▶ **SOLICITUDES**:
1 - Copia del fragmento el pasaje que va desde "Bajo la lluvia" hasta "en ello estaban.", ambos incluidos.
2 - Según el fragmento, ¿a quiénes alojaba temporalmente la dueña de la posada en su casa?

▶ **FRAGMENTO DEL DOCUMENTO**:
16/12/08

Jueves 27 de Noviembre de 2008

Bajo la lluvia en Puyuhuapi.








Quedarse pegado a la estufa parecía mucho mejor plan que padecer el desolador clima que volvía a regar la tierra ya saturada. Las cortinas de agua no dejaban ver si quiera las montañas que rodeaban el pueblito, así que me dejé querer por el acogedor calor de la sala de estar. La dueña de la posada era una señora ya mayor que vivía sola y había acondicionado su casa para alojar temporalmente a los obreros que trabajaban en la mejora del camino. Bueno, más que mejorarlo, a menudo pareciera que sólo desgranaban sus pedruscos y ahuecaban las arenas para hacer más difícil aún el tránsito; pero se suponía que en dos o tres años, toda la carretera austral estaría finalmente asfaltada, y en ello estaban.

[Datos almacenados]
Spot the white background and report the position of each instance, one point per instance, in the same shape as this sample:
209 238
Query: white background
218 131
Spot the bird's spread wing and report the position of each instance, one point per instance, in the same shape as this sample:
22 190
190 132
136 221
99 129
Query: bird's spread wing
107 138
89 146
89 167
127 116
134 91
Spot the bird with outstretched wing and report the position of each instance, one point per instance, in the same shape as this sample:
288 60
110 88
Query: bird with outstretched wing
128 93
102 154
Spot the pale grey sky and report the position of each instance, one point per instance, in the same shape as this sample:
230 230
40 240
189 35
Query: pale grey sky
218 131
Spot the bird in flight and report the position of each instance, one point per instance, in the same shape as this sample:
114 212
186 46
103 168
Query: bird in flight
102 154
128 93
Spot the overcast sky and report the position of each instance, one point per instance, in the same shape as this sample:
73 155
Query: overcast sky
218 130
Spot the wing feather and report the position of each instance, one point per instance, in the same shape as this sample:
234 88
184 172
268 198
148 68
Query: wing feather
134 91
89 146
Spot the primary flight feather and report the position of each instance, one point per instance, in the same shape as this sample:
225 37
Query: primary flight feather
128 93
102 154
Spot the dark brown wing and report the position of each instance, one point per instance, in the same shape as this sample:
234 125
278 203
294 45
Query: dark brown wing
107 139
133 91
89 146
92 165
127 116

▶ **TAREAS RESUELTAS**:
1 -
Bajo la lluvia en Puyuhuapi.








Quedarse pegado a la estufa parecía mucho mejor plan que padecer el desolador clima que volvía a regar la tierra ya saturada. Las cortinas de agua no dejaban ver si quiera las montañas que rodeaban el pueblito, así que me dejé querer por el acogedor calor de la sala de estar. La dueña de la posada era una señora ya mayor que vivía sola y había acondicionado su casa para alojar temporalmente a los obreros que trabajaban en la mejora del camino. Bueno, más que mejorarlo, a menudo pareciera que sólo desgranaban sus pedruscos y ahuecaban las arenas para hacer más difícil aún el tránsito; pero se suponía que en dos o tres años, toda la carretera austral estaría finalmente asfaltada, y en ello estaban.

2 - A los obreros que trabajaban en la mejora del camino.